# Document passage:
Exercise can be of benefit to everyone and I suggest everyone take the time to talk to his or her doctor before beginning a new exercise program. Doctors of medicine and chiropractic can help patients identify potential health concerns and provide counseling on dietary needs for specific exercise programs. Exercise comes in many forms. I emphasize balance in making exercise choices-- do not go crazy with exercise, but do something healthy everyday.

Healthy Living has to do with making good choices regarding our activity, food, personal relationships, and work environment. Optimal health, whether for the person who has a good relationship with food and exercise, or a person challenged by weight control issues and chronic health concerns, involves recognizing patterns that affect the way we think and feel about ourselves.

In Buddhism, there is an important saying that right thinking equals right action. The trouble is many of us act compulsively without awareness-- we spend our days cramming in every little thing we feel the need to be done in order to experience a sense of accomplishment. We use food and exercise as punishment or reward, and the pattern of our so-called addiction to success wears into our psyche-harming us at the deepest level because we repeat negative patterns of acting and thinking. This emotional stress can promote negative health effects, including higher than normal blood levels of cortisol, the stress hormone.

# Source material:

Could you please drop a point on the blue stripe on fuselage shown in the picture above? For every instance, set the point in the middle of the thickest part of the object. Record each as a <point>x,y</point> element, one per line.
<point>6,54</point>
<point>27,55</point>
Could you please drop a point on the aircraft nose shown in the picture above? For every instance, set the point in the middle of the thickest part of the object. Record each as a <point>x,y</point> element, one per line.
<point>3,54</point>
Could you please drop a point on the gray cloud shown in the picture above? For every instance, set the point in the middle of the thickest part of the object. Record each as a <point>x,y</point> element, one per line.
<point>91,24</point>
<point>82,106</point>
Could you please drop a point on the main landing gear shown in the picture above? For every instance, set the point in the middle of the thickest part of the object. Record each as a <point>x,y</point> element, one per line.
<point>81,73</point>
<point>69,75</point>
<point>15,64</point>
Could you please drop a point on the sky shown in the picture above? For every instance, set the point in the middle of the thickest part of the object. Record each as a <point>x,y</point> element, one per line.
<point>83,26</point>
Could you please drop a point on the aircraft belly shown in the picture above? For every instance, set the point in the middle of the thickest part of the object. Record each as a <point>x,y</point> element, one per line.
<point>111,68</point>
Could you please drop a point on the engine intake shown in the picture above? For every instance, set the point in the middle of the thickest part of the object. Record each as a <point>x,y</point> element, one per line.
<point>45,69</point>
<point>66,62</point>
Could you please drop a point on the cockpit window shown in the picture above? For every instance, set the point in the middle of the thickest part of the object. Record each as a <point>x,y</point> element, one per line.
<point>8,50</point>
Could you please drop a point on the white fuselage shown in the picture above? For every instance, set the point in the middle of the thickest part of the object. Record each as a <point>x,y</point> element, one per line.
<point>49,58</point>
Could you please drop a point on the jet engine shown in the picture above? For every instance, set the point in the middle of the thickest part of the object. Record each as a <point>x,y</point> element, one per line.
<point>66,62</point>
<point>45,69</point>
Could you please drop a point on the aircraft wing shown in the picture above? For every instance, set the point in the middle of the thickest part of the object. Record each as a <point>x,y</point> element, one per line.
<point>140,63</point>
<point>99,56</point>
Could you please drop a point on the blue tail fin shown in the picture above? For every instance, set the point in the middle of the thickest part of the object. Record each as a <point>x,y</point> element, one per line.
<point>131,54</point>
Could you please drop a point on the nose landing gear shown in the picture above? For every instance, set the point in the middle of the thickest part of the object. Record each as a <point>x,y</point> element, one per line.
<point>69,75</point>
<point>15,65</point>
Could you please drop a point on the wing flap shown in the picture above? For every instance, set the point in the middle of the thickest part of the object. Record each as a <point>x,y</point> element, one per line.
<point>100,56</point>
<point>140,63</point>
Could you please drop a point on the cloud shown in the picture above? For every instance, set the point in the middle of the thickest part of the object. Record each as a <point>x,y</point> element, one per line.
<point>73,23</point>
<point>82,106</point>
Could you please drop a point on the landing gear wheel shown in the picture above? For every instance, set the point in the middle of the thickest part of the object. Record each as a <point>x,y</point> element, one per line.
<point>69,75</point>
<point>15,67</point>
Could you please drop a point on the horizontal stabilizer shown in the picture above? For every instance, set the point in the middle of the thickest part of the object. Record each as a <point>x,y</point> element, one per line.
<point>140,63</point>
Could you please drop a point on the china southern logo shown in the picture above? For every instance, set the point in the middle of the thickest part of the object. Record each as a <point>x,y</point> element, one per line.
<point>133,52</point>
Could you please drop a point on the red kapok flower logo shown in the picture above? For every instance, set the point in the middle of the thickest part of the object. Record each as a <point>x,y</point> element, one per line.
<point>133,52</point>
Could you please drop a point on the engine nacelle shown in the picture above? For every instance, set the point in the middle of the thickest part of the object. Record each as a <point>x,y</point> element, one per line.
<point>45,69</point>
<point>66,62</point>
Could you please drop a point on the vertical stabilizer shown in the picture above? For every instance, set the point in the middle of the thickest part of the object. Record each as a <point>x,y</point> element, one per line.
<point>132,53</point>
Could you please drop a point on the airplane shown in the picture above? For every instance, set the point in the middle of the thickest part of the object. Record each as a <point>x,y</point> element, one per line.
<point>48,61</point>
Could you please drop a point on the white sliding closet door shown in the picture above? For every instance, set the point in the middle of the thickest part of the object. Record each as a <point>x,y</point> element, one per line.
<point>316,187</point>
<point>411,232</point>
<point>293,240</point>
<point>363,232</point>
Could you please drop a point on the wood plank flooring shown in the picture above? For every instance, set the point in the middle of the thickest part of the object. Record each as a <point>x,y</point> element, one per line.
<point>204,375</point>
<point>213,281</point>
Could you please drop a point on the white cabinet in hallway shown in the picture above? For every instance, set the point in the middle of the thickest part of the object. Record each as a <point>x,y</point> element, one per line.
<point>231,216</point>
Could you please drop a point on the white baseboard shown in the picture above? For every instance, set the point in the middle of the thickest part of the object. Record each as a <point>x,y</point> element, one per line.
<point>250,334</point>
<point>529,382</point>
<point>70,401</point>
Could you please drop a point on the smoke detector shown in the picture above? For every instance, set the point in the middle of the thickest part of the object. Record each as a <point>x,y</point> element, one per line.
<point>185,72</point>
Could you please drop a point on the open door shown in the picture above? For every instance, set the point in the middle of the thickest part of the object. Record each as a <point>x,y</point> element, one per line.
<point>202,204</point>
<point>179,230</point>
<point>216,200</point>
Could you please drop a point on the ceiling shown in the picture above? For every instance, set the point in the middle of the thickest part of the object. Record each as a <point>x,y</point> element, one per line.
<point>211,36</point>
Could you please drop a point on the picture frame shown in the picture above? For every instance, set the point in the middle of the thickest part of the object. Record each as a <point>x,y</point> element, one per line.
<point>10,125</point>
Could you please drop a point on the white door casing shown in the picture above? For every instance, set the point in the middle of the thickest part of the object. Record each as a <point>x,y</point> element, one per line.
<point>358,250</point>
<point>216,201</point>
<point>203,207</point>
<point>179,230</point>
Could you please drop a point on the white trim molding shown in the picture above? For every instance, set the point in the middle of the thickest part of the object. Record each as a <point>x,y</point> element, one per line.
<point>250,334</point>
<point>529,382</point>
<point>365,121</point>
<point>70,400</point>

# Task 1:
In the healthy living passage, what other name is given for cortisol?
# Task 2:
Decide whether each statement agrees with the healthy living passage, answering yes or no and quoting the deciding words: (a) Doctors of chiropractic can counsel patients on dietary needs for specific exercise programs. (b) The writer advises pushing exercise to the extreme every day. (c) Healthy Living includes choices about one's work environment.

# Exercise solution 1:
The stress hormone.

# Exercise solution 2:
(a) Yes: "Doctors of medicine and chiropractic can help patients identify potential health concerns and provide counseling on dietary needs for specific exercise programs."
(b) No: "do not go crazy with exercise, but do something healthy everyday."
(c) Yes: "Healthy Living has to do with making good choices regarding our activity, food, personal relationships, and work environment."